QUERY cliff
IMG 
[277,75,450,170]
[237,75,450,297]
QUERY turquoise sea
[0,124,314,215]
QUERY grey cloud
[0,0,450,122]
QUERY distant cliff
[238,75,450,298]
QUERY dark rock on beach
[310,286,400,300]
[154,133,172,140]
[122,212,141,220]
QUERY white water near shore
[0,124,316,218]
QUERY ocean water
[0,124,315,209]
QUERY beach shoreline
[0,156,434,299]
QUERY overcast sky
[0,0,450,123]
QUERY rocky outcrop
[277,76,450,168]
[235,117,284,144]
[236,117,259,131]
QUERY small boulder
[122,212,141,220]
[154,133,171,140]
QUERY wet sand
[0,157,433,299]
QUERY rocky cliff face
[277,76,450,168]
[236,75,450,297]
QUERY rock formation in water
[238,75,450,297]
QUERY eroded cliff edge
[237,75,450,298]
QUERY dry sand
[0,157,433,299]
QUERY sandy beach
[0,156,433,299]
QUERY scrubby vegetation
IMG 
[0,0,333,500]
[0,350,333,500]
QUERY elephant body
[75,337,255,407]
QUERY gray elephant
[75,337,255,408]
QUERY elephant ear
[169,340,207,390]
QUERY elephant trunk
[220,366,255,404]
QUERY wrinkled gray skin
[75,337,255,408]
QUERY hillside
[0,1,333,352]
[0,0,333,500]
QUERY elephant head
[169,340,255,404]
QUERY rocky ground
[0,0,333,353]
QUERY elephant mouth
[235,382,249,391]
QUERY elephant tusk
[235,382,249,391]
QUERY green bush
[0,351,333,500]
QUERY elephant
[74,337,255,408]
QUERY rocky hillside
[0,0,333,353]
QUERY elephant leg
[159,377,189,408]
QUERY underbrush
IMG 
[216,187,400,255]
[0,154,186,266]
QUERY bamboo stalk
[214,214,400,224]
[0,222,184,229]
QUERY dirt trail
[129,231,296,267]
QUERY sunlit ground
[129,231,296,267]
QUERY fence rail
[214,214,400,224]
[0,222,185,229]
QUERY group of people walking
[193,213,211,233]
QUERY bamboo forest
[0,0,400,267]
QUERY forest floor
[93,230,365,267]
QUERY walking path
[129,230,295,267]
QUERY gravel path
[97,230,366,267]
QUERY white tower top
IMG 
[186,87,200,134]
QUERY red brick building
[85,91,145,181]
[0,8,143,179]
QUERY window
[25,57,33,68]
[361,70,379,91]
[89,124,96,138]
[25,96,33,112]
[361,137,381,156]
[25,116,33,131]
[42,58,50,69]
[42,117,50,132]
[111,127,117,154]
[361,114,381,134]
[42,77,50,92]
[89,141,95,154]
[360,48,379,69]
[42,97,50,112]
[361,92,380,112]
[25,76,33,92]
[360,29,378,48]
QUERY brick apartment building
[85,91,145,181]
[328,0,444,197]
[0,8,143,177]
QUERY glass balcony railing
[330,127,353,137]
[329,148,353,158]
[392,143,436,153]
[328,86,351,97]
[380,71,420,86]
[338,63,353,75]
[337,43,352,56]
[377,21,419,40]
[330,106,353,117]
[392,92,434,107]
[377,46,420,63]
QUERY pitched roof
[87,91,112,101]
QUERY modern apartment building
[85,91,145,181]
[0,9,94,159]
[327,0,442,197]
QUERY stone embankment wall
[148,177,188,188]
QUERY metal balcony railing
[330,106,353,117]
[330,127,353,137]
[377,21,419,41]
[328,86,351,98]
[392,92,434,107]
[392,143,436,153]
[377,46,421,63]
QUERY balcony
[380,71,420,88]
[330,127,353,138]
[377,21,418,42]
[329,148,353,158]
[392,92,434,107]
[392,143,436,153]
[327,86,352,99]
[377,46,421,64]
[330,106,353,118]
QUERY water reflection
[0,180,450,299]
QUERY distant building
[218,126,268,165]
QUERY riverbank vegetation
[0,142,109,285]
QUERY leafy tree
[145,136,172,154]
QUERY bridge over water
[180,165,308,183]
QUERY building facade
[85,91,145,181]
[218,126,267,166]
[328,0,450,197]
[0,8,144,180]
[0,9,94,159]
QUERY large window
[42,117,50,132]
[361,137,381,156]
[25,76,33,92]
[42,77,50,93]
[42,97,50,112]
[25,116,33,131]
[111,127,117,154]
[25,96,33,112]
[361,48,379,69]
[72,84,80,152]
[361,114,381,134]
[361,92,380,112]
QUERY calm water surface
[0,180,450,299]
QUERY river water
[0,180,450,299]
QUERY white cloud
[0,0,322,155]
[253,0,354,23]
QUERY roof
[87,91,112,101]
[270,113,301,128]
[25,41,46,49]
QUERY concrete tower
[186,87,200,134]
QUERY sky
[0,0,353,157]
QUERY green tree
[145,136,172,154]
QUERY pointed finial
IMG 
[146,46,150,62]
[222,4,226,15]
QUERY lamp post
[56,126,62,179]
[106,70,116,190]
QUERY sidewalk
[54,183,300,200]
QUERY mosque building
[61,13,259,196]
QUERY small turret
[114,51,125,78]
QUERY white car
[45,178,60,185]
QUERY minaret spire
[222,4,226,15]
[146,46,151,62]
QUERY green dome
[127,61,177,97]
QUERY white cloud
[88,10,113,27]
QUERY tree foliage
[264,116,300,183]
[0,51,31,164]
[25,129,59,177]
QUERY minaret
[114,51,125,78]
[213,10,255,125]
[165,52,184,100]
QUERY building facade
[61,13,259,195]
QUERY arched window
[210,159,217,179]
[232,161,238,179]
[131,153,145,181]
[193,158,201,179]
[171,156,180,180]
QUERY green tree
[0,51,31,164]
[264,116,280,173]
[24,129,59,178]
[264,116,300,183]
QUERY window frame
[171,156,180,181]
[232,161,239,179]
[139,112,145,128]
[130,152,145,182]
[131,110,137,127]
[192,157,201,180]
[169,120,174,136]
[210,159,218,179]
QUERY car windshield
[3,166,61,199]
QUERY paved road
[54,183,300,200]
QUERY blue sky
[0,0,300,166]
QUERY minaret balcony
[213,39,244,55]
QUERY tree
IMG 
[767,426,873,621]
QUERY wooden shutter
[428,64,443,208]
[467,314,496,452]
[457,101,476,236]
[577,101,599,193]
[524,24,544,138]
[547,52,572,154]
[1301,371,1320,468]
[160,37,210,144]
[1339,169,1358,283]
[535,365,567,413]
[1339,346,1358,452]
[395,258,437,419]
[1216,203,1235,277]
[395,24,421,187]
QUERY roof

——————

Output the data verbatim, everything from the line containing "QUERY gray elephant" down to the line containing "[0,8,143,179]", with both of those lines included.

QUERY gray elephant
[75,337,255,408]
QUERY elephant ear
[169,340,207,390]
QUERY elephant trunk
[220,366,255,404]
QUERY wrinkled gray skin
[75,337,255,408]
QUERY hillside
[0,1,333,352]
[0,0,333,500]
QUERY elephant head
[169,340,255,404]
QUERY rocky ground
[0,0,333,353]
QUERY elephant mouth
[235,382,249,391]
QUERY elephant tusk
[235,382,249,391]
QUERY green bush
[0,351,333,500]
QUERY elephant
[74,337,255,408]
QUERY rocky hillside
[0,0,333,353]
QUERY elephant leg
[159,377,189,408]
QUERY underbrush
IMG 
[216,187,400,255]
[0,154,186,266]
QUERY bamboo stalk
[214,214,400,224]
[0,222,184,229]
QUERY dirt trail
[129,231,296,267]
QUERY sunlit ground
[129,231,296,267]
QUERY fence rail
[214,214,400,224]
[0,222,185,229]
QUERY group of people walking
[193,213,211,233]
QUERY bamboo forest
[0,0,400,267]
QUERY forest floor
[93,230,365,267]
QUERY walking path
[129,230,295,267]
QUERY gravel path
[97,230,366,267]
QUERY white tower top
IMG 
[186,87,200,134]
QUERY red brick building
[85,91,145,181]
[0,8,143,179]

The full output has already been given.